Machine Learning Confidence Crisis
Is this an umbrella or an elephant? Shown a picture of one or the other, this question would be incredibly simple for a human to answer correctly. For a machine learning image classifier, it can be quite a lot more complicated.
This is because these classifiers can zero in on elements of the background, the image border, or other irrelevant details — details a human would inherently understand to be irrelevant—and consider them to be of prime importance in identifying the object of interest in that image. Worse yet, when the models make bad predictions, they can do so with a very high degree of confidence that they are actually correct.
While we may not presently have better solutions to the classification problem that allow machines to ignore unimportant details as a person would, we do now have a method to at least help us recognize when they go astray in blissful ignorance.
Researchers at MIT CSAIL and Amazon Web Services have collaborated to build a toolset that can identify models that are prone to this type of classification error, which they refer to as overinterpretation.
At a high level, this tool will methodically remove pieces of an image and then classify it. It will continue this process to find the smallest image subset that is still classified with a high degree of confidence.
When small, irrelevant portions of images are found to produce high-confidence classifications, the model is exhibiting an overinterpretation error and will need further work to remediate this situation.

■ THE DATA
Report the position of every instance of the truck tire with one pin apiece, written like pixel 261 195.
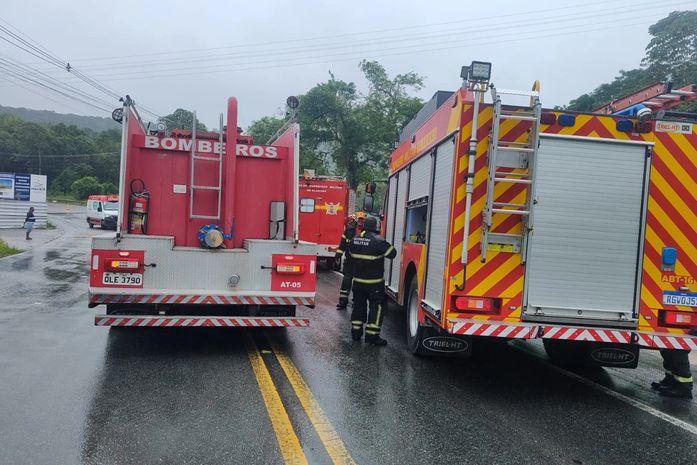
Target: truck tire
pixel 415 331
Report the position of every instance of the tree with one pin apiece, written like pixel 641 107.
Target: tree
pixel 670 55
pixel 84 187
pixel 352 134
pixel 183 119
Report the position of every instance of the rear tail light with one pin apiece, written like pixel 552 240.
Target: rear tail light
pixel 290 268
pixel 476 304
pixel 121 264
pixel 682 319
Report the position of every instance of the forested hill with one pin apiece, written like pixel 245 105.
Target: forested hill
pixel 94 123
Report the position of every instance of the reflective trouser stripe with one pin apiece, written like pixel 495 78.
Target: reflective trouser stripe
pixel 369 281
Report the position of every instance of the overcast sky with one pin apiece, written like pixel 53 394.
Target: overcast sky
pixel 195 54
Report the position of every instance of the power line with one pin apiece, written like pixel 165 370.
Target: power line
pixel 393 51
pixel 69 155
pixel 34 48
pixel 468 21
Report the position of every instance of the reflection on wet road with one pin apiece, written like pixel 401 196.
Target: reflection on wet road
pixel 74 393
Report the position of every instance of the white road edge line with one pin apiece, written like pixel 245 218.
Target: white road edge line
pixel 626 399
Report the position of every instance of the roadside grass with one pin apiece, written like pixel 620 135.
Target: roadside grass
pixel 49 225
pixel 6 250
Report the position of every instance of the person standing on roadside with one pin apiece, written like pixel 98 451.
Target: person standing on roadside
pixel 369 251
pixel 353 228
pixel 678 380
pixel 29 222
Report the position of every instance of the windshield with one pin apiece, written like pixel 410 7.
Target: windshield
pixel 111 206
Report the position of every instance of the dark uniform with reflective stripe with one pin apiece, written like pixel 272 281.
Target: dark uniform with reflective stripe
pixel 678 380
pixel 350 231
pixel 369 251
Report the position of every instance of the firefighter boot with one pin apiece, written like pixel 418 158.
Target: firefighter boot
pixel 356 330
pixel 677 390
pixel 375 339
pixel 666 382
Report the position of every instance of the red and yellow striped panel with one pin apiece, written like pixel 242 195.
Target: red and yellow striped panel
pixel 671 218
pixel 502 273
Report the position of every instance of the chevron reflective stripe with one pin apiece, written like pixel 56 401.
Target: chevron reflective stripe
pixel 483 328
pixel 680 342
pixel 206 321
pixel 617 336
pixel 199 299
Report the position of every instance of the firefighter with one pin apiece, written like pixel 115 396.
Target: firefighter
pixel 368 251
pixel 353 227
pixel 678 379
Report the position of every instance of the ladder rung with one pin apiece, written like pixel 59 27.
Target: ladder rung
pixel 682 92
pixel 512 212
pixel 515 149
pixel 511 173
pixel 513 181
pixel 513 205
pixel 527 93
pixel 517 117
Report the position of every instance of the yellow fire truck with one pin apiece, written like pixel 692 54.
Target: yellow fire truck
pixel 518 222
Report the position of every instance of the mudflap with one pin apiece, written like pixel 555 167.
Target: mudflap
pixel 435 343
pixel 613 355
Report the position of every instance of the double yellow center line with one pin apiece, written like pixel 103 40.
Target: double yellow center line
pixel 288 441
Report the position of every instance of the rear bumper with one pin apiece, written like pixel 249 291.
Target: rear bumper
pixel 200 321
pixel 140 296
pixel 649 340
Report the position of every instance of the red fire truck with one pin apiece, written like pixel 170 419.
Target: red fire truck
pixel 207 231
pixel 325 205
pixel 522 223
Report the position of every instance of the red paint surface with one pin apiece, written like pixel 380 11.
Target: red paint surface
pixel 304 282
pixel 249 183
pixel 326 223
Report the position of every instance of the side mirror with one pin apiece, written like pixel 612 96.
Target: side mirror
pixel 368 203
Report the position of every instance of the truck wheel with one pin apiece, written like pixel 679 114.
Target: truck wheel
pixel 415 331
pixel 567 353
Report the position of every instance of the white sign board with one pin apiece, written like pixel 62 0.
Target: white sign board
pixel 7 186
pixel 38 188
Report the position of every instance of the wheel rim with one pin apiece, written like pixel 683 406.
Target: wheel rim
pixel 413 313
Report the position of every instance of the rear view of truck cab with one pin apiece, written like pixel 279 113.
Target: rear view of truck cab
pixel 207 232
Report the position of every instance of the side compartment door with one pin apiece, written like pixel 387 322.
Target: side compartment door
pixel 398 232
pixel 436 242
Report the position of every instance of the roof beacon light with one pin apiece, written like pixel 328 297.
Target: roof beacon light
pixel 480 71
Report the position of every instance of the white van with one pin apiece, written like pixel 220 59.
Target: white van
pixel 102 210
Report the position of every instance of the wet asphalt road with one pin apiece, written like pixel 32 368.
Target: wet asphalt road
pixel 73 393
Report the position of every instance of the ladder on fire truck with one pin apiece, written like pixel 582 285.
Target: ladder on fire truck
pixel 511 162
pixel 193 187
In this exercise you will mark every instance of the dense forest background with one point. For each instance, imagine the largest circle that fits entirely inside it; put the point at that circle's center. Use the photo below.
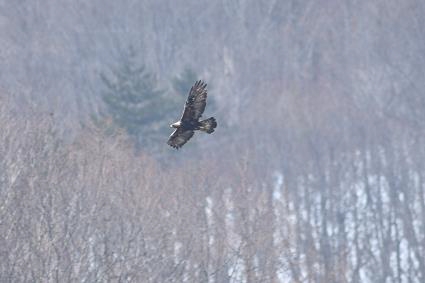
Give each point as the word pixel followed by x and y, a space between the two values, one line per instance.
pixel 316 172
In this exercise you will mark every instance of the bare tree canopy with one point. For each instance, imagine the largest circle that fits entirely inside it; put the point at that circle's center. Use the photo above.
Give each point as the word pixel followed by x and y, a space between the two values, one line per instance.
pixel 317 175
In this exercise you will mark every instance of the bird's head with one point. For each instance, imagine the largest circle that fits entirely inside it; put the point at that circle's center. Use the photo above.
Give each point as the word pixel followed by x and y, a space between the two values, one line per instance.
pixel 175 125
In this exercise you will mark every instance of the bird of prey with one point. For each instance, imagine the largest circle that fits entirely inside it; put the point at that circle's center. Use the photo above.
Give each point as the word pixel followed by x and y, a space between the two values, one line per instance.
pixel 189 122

■ PROBLEM SET
**A.** Using the page on machine learning confidence, decide whether each statement matches it: (i) the toolset came from a collaboration between researchers at MIT CSAIL and Amazon Web Services; (ii) the tool searches for the largest image subset still classified with high confidence; (iii) better solutions now exist that let machines ignore unimportant details the way a person would. Answer yes or no for each, and quote the words of the page that settle it.
**B.** Write the next few sentences of the page on machine learning confidence, picking up after its final sentence about remediating an overinterpretation error.

■ RESPONSES IN ORDER
**A.**
(i) Yes: "Researchers at MIT CSAIL and Amazon Web Services have collaborated to build a toolset"
(ii) No: "to find the smallest image subset that is still classified with a high degree of confidence"
(iii) No: "While we may not presently have better solutions to the classification problem that allow machines to ignore unimportant details as a person would"

**B.**
In their work, the team found that this is not just a problem that pops up with models trained on small, custom datasets. It has also been found in models trained on large, well-known, and commonly used datasets such as CIFAR-10 and ImageNet.
This indicates that overinterpretation is likely to be a rampant problem in the world of image classification. This is a particularly troubling finding when considering that image classifiers are used in a wide range of applications, including medical diagnosis and autonomous vehicle navigation.
While the focus of this research was to detect the presence of overinterpretation in a model, it does raise the question that naturally follows — what can we do about it? Certainly further research will need to be conducted to provide an adequate answer, however, present findings that models can focus on image backgrounds or borders suggest that we may need new datasets, in which the objects we wish to classify are depicted with uninformative backgrounds.
It may be the case, ironically, that if we want to recognize objects in the real world, we need to make use of images that were captured in controlled environments, rather than a diverse set of images from the real world.